*** Opening Exercise input ***

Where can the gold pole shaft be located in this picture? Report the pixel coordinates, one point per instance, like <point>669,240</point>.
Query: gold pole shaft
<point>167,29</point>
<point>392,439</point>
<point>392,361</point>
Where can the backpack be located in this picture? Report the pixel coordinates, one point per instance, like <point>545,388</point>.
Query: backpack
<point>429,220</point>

*** Closing Exercise input ***

**Exercise goal:** Among the entries, copy every line containing the word "Report".

**Completed task:**
Where can the gold pole shaft be located in this picture? Report the pixel coordinates, one point per instance, like <point>669,240</point>.
Where can the backpack be located in this picture? Report the pixel coordinates, one point per instance, like <point>545,388</point>.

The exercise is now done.